_Görev A_:
Aşağıda metinden sonra gelen kayıtların tüm satırlarını hiç değiştirmeden çıkar. Resimleri cevaba koyma.

_Okuma metni_:
------

Cumhurbaşkanı Erdoğan: Atatürk'ü anmak verdiği mücadeleyi doğru tespit ederek anlamaktır

Cumhurbaşkanı Erdoğan, "Atatürk'ü anmak elbette önemlidir, ama asıl olan Atatürk'ü verdiği mücadelenin izini sürerek gerisindeki sebepleri doğru tespit ederek anlamaktır." dedi.

AA
AA
TT

Cumhurbaşkanı Erdoğan: Atatürk'ü anmak verdiği mücadeleyi doğru tespit ederek anlamaktır

AA
AA

Cumhurbaşkanı Recep Tayyip Erdoğan, Türkiye Cumhuriyeti'nin kurucusu Ulu Önder Mustafa Kemal Atatürk'ün ebediyete irtihalinin 83. yılı dolayısıyla Atatürk Kültür, Dil ve Tarih Yüksek Kurumunca Tarihi CSO Konser Salonu'nda düzenlenen anma törenine katıldı.
Konuşmasına kendisini dinleyenleri selamlayarak başlayan Erdoğan, İstiklal Mücadelesi'nin Başkomutanı, Cumhuriyet'in banisi Gazi Mustafa Kemal Atatürk'ü ebediyete irtihalinin 83. yılında hürmetle, rahmetle yad etti. Malazgirt Zaferi'nden bu yana bu toprakların vatan olması için mücadele eden, gözlerini kırpmadan canlarını veren tüm şehitlere, gazilere, kahramanlara Allah'tan rahmet dileyen Erdoğan, kurucu kadro başta olmak üzere, TBMM'nin toplandığı ilk günden bugüne kadar Cumhuriyet'in ayakta kalması, gelişmesi, büyümesi için gayret gösteren herkese şükranlarını sundu.
Halen sınır boylarında vatan nöbeti bekleyen askerlerden, ekmek teknesi başında ter döken esnafa ve işçiye, toprağını eken çiftçiye, fabrikasında üretim yapan girişimciye, kamuda görev yapan insana kadar büyük ve güçlü Türkiye'nin inşası için çalışan herkese müteşekkir olduklarını belirten Erdoğan, şunları kaydetti:
"Amacımız, Cumhuriyet'imizin kuruluşunun 100'üncü yılında ülkemizi ecdadımızın mirasına layık ve milletimizin hayallerine uygun bir seviyeye çıkarmaktır. Bunun için eğitimden sağlığa, güvenlikten teknolojiye kadar her alanda kurduğumuz sağlam altyapı üzerinde, siyasi ve ekonomik gücü ile dünyanın birinci liginde iddia sahibi bir Türkiye inşa etmenin gayreti içindeyiz. İlhamımızı Malazgirt'ten, İznik'te atılan ilk temelden, Söğüt'te dikilen ulu çınardan, İstanbul'un fethinden, Çanakkale destanı, İstiklal Harbi'mizden alarak aydınlık geleceğimize doğru yürüyoruz. Küresel krizlerin üstesinden başarıyla gelen, hangi engelle karşılaşırsa karşılaşsın mücadeleden vazgeçmeyen bir ülke olarak her geçen gün hedeflerimize biraz daha yaklaşıyoruz. Hem devraldığımız birikime sahip çıkarak hem de bugüne kadar yapılanları 5'e, 10'a katlayarak yeni hizmetlerle Cumhuriyet'i yaşatmak ve büyütmek için gece-gündüz çalışıyoruz."

------

_Verilen malzeme_:
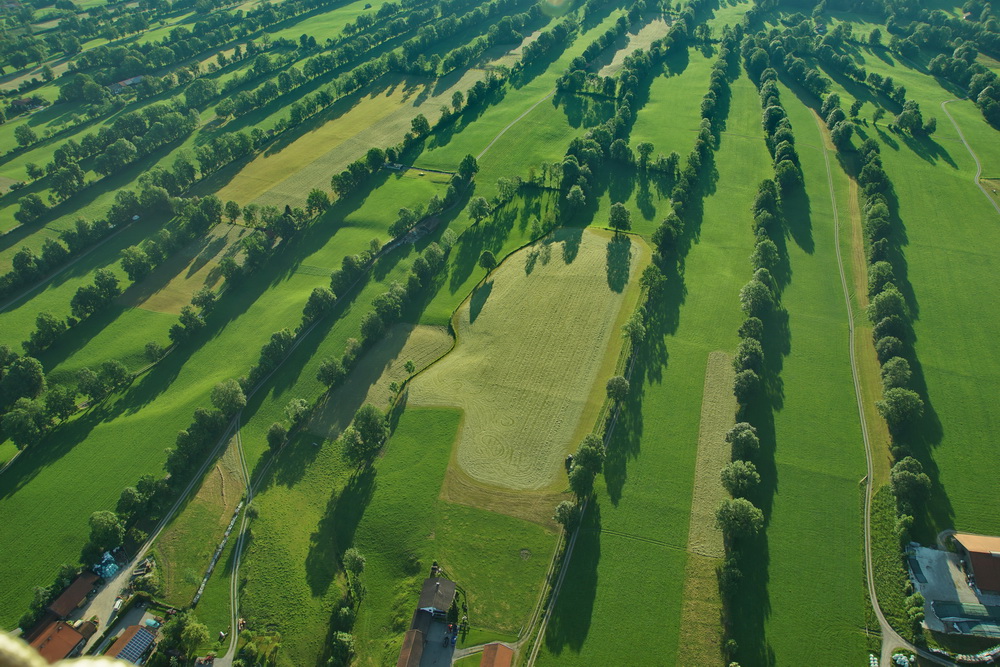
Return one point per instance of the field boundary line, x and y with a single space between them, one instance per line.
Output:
891 640
513 123
979 166
41 283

------

_Görev B_:
Atatürk'ü anma haberinde "Cumhurbaşkanı Recep Tayyip" ifadesinden "anma törenine katıldı." ifadesine kadar olan kısmı harfi harfine kopyala.

_Doğru cevap A_:
Return one point per instance of the field boundary line, x and y with a single space between them, one instance per line.
Output:
891 640
513 123
979 166
41 283

_Doğru cevap B_:
Cumhurbaşkanı Recep Tayyip Erdoğan, Türkiye Cumhuriyeti'nin kurucusu Ulu Önder Mustafa Kemal Atatürk'ün ebediyete irtihalinin 83. yılı dolayısıyla Atatürk Kültür, Dil ve Tarih Yüksek Kurumunca Tarihi CSO Konser Salonu'nda düzenlenen anma törenine katıldı.